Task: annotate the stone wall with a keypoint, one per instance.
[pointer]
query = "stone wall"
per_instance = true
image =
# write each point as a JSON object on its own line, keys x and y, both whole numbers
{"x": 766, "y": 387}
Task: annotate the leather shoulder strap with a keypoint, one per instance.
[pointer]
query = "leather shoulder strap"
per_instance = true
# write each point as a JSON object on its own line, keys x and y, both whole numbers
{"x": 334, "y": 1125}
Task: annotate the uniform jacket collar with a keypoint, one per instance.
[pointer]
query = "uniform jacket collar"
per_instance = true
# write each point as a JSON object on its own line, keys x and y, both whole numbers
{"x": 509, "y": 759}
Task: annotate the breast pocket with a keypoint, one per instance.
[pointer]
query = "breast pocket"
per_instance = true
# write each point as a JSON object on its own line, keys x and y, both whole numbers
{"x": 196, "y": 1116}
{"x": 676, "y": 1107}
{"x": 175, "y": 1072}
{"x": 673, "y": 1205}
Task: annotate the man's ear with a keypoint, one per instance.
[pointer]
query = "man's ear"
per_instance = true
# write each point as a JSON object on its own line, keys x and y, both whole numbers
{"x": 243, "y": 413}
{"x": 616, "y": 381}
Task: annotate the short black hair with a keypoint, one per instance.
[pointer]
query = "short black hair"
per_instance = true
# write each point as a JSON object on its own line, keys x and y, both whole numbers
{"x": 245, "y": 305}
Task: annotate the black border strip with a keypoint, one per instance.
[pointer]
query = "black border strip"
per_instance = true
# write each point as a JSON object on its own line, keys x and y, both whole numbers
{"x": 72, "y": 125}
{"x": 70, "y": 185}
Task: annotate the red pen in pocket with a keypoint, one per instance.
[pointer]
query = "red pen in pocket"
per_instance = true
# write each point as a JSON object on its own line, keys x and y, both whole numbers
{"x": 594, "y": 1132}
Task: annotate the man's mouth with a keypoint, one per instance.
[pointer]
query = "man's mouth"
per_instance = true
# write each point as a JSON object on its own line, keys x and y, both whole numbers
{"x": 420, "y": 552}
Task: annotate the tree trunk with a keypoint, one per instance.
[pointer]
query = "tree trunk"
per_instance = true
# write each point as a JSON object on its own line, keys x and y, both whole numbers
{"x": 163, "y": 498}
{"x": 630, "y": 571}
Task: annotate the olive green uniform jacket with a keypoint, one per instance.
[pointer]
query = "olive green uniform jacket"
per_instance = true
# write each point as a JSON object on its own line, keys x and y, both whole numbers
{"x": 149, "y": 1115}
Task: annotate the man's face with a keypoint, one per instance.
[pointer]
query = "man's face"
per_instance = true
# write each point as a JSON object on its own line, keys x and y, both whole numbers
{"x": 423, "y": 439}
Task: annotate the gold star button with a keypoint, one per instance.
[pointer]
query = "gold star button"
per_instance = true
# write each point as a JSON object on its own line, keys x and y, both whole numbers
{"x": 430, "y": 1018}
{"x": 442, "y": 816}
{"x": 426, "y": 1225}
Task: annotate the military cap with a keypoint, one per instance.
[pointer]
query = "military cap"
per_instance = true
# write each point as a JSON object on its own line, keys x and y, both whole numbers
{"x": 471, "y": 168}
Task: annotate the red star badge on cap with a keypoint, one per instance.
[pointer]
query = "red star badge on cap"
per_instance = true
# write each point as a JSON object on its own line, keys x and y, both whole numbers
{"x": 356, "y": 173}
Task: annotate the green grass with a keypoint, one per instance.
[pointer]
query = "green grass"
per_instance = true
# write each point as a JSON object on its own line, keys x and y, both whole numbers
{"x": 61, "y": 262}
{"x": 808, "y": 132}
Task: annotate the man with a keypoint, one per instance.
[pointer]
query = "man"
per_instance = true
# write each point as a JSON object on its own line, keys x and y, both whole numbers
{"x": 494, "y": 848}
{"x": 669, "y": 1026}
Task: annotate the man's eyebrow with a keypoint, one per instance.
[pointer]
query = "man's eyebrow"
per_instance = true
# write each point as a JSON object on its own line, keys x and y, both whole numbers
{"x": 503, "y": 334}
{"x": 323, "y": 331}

### PROBLEM DESCRIPTION
Print the listing above in its entirety, with every line exact.

### THE SOLUTION
Task: annotate the stone wall with a keypoint, one per instance.
[pointer]
query = "stone wall"
per_instance = true
image =
# write each point as a JSON object on its own line, keys x and y, both whole numbers
{"x": 766, "y": 387}
Task: annotate the leather shoulder strap with a keypoint, one per instance.
[pointer]
query = "leather shoulder strap"
per_instance = true
# write each point as a JSON object on its own line, keys x and y, both whole numbers
{"x": 334, "y": 1125}
Task: annotate the uniform jacket collar with a keypoint, one per instance.
[pointer]
query = "uniform jacket collar"
per_instance = true
# write each point as a JSON object on its own line, keys x and y, both whole numbers
{"x": 509, "y": 759}
Task: annotate the breast pocket with a keypoint, one per instance.
[pointer]
query = "breast pocket"
per_instance = true
# write each point as a JSON object on its own line, keys x and y, both whole numbers
{"x": 196, "y": 1116}
{"x": 676, "y": 1107}
{"x": 175, "y": 1072}
{"x": 673, "y": 1205}
Task: annotate the man's ear with a keypoint, one per instance.
[pointer]
query = "man's ear"
per_instance = true
# write each point as a JSON object on its own line, keys x and y, both whole numbers
{"x": 243, "y": 413}
{"x": 616, "y": 381}
Task: annotate the short black hair with a keypoint, one per instance.
[pointer]
query = "short black hair"
per_instance = true
# write each point as a JSON object on its own line, keys x and y, both whole numbers
{"x": 245, "y": 305}
Task: annotate the black border strip with a keypoint, one per instance.
[pointer]
query = "black border strip"
per_instance = true
# write each point as a JSON object on its own line, keys x and y, both whole numbers
{"x": 72, "y": 125}
{"x": 70, "y": 185}
Task: annotate the red pen in pocket with a keypoint, one per instance.
[pointer]
query = "red pen in pocket"
per_instance = true
# write each point as a JSON object on its own line, keys x and y, both whole numbers
{"x": 594, "y": 1132}
Task: annotate the man's mouth with a keypoint, one per instance.
[pointer]
query = "man's mouth"
per_instance = true
# write each point as a JSON object on its own line, keys x and y, both whole numbers
{"x": 420, "y": 552}
Task: annotate the tree trunk with a keypoint, one per instance.
[pointer]
query = "tree trunk"
per_instance = true
# write each point as a JSON object on its own line, keys x and y, both whole numbers
{"x": 163, "y": 498}
{"x": 630, "y": 571}
Task: annotate the olive green uniform jacket with a keypoint, one per instance.
[pointer]
query = "olive green uniform jacket"
per_instance = true
# write each point as a JSON object on its own line, keys x and y, both whole numbers
{"x": 149, "y": 1115}
Task: annotate the man's face with a keypoint, one per instance.
[pointer]
query = "man's face"
per_instance = true
# write each point as a JSON object on its own line, keys x and y, both whole numbers
{"x": 423, "y": 439}
Task: annotate the gold star button with a keypoint, one per instance.
[pointer]
query = "gold star button"
per_instance = true
# write each point as a JSON object on its own line, keys x and y, both whole numbers
{"x": 430, "y": 1018}
{"x": 442, "y": 816}
{"x": 426, "y": 1225}
Task: annotate the military cap with a keypoint, one per instance.
[pointer]
query = "military cap"
per_instance = true
# write each point as a JSON object on its own line, keys x and y, both whole numbers
{"x": 471, "y": 168}
Task: annotate the red star badge on cap with a keypoint, one per instance.
[pointer]
query = "red star badge on cap"
per_instance = true
# write each point as a JSON object on its own line, keys x and y, both whole numbers
{"x": 356, "y": 173}
Task: annotate the green grass with a keypoint, one per instance.
[pointer]
query = "green grass"
per_instance = true
# write each point as a JSON object on its own line, keys x and y, both whole numbers
{"x": 61, "y": 262}
{"x": 808, "y": 132}
Task: annotate the man with a keypoint, one per instance.
[pointer]
query = "man"
per_instance = true
# write each point as a JSON object on its own line, keys x and y, both whole numbers
{"x": 494, "y": 848}
{"x": 669, "y": 1026}
Task: annotate the man's eyebrow with a keypoint, one per instance.
[pointer]
query = "man's eyebrow"
per_instance = true
# write each point as a JSON object on its own line, keys x and y, both whole numbers
{"x": 503, "y": 334}
{"x": 323, "y": 331}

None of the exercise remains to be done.